Verilen Görev 1.
Alıntılanan metne göre aşağıdaki soruları yanıtlayın:
(a) AB enerjide hangi ülkeye önemli derecede bağımlıdır?
(b) Bu bağımlılık birliği neleri aramaya zorlamaktadır?
(c) AB ile Rusya arasındaki ekonomik ilişkilerin gerginleşmesinin başlıca nedenleri olarak hangi iki durum gösterilmektedir?
Verilen Görev 2.
Kayıtlarda "Given the above image, your assignment is to detect child." ifadesini içeren satırdan başlayarak kayıtların sonuna kadar her şeyi, o satır dahil, hiçbir değişiklik yapmadan aynen yazın.

Alıntılanan Metin.
--- --- ---
AB’nin enerjide Rusya’ya önemli derecede bağımlı olması, birliği yeni ve alternatif enerji kaynakları ve güzergâhları aramaya zorlamaktadır. AB’nin Rusya ile kurduğu ekonomik ilişkilerin, son dönemde başta doğal gaz kesintileri ve Doğu Avrupa ülkeleriyle yaşanan sorunlar nedeniyle gerginleşmesi üzerine, bu durumun siyasi ilişkilerine de yansıması sonucu birliğin enerji güvenliğini tehlikeye atmakla birlikte yeni enerji güzergâhları arayışı içinde olmasına neden olmaktadır.
--- --- ---
Saklanan Kayıtlar.
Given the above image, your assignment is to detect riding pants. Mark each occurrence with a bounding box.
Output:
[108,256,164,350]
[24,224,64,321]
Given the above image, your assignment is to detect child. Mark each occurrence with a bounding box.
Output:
--- --- ---
Tamamlanmış Cevap 1.
(a) Rusya.
(b) Yeni ve alternatif enerji kaynakları ile güzergâhları.
(c) Doğal gaz kesintileri ve Doğu Avrupa ülkeleriyle yaşanan sorunlar.

Tamamlanmış Cevap 2.
Given the above image, your assignment is to detect child. Mark each occurrence with a bounding box.
Output:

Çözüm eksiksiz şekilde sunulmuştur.